WRITTEN REQUEST:
Look below for the line with "Study the picture above. For each instance of the ornate". Extract that line and each one after it through the last, word for word.

LISTED RECORDS:

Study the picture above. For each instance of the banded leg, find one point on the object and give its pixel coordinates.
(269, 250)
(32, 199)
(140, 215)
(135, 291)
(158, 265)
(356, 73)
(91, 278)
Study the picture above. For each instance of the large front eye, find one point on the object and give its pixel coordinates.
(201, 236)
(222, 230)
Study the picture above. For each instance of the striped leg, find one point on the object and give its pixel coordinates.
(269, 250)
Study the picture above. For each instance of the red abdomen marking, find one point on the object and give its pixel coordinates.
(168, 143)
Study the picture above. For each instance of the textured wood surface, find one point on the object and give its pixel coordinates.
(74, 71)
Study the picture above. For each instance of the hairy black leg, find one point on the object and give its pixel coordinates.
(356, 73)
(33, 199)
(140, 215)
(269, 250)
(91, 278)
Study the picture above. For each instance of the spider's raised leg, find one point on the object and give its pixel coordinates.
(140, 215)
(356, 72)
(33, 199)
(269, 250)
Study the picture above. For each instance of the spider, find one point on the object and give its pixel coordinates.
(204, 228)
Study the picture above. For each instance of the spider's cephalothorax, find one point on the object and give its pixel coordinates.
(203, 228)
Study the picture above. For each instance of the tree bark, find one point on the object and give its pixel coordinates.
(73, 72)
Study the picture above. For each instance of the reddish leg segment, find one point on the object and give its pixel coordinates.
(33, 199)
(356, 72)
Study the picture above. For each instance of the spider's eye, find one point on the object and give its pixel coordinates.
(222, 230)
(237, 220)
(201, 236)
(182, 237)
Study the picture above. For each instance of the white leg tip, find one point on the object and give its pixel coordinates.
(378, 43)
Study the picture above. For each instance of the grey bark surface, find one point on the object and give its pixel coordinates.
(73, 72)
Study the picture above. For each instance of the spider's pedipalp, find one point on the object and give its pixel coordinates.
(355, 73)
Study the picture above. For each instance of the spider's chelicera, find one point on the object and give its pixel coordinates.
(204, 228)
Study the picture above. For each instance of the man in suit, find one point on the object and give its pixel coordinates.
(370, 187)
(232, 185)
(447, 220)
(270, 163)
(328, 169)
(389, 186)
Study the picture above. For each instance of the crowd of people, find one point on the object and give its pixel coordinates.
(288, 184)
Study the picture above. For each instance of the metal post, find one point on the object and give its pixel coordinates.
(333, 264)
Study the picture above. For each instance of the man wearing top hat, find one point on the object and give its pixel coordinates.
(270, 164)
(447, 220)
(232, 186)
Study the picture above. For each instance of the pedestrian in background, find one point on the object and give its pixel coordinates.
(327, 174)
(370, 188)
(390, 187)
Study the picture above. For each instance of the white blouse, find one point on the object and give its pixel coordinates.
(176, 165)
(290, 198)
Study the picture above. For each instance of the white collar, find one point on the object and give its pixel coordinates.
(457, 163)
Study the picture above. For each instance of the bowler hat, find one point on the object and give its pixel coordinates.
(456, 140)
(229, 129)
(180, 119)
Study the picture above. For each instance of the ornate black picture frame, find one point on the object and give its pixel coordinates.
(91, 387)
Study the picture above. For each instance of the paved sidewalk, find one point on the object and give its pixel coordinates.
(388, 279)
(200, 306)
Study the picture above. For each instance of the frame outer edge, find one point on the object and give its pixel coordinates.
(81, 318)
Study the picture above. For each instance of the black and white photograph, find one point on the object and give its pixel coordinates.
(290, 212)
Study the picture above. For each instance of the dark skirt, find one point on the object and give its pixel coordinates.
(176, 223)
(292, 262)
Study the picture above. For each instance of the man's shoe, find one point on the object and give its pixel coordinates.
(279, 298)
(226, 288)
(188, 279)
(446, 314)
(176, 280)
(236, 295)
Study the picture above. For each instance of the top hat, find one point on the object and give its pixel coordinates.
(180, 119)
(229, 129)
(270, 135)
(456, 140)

ANSWER TO THIS TASK:
Study the picture above. For each instance of the ornate black picture frame, find one point on the object and give its pixel coordinates.
(91, 387)
Study the picture above. For each instance of the paved sidewalk, find one point on the object and give its pixel coordinates.
(388, 279)
(200, 306)
Study the picture above. For each instance of the frame outer edge, find one point on the object and give its pixel coordinates.
(81, 318)
Study the picture above. For each instance of the black and white photograph, find one point on the object and give its pixel coordinates.
(290, 212)
Study the picture above. For each instance of the dark skirt, find one point on the object and give its pixel coordinates.
(176, 223)
(292, 262)
Study the picture above. For each instance of the man's shoe, find one point on the object and give its pixel coordinates.
(279, 298)
(226, 288)
(188, 279)
(446, 314)
(176, 280)
(236, 295)
Study the picture above. For each instance of the top hat, find one point on the object and give its pixel coordinates.
(180, 119)
(229, 129)
(270, 135)
(456, 140)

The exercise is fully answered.